Page excerpt

By Nii B. Andrews.
The new year arrived in a low key manner especially for those of us who take its challenges seriously; new vaccine, new variant, possibly a new government….
We shall exhale and take it all in stride; we shall not sweat the small stuff.
Things have begun well.
There was a lovely wedding on the second day of the year.
Seeing my good friend, Oluphonic Soundz poised at the West door of the Ridge Church ready to escort his eldest daughter, who was fully resplendent in her bridal gown, to the altar almost brought me to tears.
Such is the abundant grace under which we live.
Over fifty years earlier we were just boys being dropped off by our parents to attend Sunday School in our dark grey wool St. Michael’s shorts on the same church grounds.
Meanwhile, a team of astronomers from Tokyo University using the Keck I telescope brought us a tad nearer to answering the question, “How big is the universe?”
While focusing on an ancient galaxy, GN-z11, they found that it is not only the oldest galaxy but also the most distant.
It’s so distant it defines the very boundary of the observable universe itself.
The location?
13.4 billion light years, or 134 nonillion kilometers (that’s 134 followed by 30 zeros).
For the author Robert Streeter, the modern telescope “displays a universe of such amazing beauty and wonder that the human mind has difficulty in comprehending the whole.
Its images confirm the universe to be a work of Art, and it beckons us, to go where no-one has gone before, and it prepares us for further astonishment”.
In recent times, our knowledge and technological power has led us to wonders and benefits – MRI, minimally invasive surgery, 5G; it is also led to a revelation of catastrophes and dangers.
The artist Malika Squalii muses: “Our soul is itself contained in another landscape.
The one that is a physical boundary and link with the outside in a sensory geography.
This physical body lets us touch, be touched and to enter the tangible and playful enactment of it all.
A new Playground that expands us.”
Now, who in these difficult and perilous times can doubt that we are upon a journey of discovery; both within and without – beautiful, amazing and mysterious; perhaps, a moving stillness in a universe awash with light and order?
In order to reconnect, recalibrate, reboot; Squalli confesses, “I become a firefly, those whimsical pixies of the night, guardians of the beauty of the world at a time when we need it most.”

Material supplied
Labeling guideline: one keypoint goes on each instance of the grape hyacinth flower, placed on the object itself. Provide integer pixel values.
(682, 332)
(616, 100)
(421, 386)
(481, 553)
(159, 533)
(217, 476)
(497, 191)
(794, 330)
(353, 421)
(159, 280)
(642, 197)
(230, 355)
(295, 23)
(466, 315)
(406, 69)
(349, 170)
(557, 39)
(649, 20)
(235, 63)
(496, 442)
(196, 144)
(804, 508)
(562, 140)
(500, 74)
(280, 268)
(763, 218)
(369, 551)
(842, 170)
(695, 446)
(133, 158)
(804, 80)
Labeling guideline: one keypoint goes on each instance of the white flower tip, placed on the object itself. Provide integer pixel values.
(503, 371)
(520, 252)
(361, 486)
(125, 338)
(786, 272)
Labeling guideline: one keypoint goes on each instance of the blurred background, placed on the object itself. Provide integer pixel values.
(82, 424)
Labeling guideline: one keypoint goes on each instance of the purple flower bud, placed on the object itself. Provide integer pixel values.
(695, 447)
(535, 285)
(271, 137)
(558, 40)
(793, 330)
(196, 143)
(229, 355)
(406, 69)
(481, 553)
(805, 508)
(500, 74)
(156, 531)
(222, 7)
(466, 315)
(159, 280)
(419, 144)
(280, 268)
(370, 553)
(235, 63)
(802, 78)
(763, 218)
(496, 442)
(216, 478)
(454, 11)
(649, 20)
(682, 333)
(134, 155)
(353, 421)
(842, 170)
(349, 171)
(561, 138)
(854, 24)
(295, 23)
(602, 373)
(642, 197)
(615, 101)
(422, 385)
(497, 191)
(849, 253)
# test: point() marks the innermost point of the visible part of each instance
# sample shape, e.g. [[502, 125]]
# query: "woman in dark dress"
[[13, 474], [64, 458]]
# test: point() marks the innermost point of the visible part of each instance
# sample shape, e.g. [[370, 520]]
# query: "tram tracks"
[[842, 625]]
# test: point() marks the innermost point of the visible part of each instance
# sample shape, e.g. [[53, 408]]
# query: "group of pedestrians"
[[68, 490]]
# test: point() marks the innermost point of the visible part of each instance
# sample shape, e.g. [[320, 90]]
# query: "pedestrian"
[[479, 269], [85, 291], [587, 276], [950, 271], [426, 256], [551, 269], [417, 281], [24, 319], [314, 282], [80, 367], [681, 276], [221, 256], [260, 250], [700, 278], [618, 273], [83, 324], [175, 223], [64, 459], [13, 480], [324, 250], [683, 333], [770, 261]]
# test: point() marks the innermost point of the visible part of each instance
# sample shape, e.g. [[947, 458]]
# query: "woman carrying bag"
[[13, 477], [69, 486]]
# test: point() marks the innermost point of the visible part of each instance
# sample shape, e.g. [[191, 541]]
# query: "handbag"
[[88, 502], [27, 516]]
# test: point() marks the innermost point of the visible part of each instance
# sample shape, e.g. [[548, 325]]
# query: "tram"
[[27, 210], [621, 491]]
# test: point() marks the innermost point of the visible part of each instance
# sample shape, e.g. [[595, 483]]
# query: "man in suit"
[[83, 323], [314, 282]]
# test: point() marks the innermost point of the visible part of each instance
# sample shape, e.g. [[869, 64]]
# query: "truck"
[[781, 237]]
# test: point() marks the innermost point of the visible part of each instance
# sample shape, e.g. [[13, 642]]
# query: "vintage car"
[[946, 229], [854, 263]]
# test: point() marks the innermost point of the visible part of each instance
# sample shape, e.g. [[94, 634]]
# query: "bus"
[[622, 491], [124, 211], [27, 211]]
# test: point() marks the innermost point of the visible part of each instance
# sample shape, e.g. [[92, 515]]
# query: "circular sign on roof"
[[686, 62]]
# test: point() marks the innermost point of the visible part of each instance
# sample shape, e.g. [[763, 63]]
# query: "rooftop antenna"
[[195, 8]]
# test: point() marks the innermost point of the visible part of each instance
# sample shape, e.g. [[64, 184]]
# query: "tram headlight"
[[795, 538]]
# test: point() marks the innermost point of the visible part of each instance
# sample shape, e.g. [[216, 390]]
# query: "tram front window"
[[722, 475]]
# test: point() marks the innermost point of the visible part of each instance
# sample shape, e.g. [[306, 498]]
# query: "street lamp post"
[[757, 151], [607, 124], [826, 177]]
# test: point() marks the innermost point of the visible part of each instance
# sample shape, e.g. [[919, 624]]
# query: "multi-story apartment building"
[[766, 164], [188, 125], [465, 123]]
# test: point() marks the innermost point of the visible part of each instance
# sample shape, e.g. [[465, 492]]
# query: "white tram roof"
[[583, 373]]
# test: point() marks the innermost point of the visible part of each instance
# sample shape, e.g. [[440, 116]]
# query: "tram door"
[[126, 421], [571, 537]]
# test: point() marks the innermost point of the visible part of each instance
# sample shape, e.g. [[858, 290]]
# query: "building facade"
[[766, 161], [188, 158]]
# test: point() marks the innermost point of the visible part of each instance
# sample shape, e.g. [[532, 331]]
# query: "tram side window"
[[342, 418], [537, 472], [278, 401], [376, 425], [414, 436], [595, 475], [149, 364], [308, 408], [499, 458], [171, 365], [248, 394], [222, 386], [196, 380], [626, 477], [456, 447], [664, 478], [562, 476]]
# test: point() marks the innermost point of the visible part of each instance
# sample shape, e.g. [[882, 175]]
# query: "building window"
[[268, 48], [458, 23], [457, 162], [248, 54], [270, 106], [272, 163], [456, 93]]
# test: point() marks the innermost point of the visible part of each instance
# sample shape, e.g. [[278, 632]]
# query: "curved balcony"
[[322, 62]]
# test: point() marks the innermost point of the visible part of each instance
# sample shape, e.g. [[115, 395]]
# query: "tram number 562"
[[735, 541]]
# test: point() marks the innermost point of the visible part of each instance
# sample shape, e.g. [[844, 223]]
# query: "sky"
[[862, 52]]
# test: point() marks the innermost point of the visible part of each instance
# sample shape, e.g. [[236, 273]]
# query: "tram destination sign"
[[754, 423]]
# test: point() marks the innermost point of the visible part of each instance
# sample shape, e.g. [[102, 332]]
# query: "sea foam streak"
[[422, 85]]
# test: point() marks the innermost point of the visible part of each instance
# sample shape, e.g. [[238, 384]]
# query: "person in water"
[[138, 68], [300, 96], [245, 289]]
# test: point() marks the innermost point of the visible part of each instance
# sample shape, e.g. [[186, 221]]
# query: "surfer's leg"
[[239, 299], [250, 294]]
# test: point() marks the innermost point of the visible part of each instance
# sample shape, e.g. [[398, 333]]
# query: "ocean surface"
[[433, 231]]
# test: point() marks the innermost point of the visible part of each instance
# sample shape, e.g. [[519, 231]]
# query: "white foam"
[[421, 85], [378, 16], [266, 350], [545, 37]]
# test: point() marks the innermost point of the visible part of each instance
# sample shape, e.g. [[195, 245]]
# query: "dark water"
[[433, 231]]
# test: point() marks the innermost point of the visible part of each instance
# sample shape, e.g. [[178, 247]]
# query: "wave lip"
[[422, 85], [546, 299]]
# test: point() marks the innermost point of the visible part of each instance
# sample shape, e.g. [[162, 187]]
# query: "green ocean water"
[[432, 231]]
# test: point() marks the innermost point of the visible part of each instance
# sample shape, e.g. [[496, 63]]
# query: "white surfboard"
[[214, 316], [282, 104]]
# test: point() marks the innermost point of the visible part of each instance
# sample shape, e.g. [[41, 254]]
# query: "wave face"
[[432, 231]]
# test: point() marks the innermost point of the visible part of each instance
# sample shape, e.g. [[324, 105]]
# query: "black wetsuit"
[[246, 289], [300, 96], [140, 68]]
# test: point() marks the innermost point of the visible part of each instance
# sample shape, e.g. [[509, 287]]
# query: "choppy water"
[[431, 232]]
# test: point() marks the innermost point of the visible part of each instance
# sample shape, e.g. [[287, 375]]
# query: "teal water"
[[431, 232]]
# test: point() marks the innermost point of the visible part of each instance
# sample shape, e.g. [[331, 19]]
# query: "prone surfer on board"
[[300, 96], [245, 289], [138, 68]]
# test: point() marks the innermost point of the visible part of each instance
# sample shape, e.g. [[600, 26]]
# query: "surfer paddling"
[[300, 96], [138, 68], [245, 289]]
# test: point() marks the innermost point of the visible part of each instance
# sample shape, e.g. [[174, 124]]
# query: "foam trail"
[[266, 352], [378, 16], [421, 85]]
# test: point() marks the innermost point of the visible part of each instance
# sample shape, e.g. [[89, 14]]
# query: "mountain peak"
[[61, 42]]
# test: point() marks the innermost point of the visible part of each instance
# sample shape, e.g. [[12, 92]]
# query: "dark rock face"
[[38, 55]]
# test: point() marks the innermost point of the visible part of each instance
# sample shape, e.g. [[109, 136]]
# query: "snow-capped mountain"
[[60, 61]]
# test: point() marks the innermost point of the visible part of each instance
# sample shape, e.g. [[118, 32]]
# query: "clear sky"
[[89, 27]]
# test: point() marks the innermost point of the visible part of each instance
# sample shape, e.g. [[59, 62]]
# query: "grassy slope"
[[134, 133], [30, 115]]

Instructions for the task
In the essay about the new year, which telescope did the team of astronomers from Tokyo University use?

Answer to the exercise
The Keck I telescope.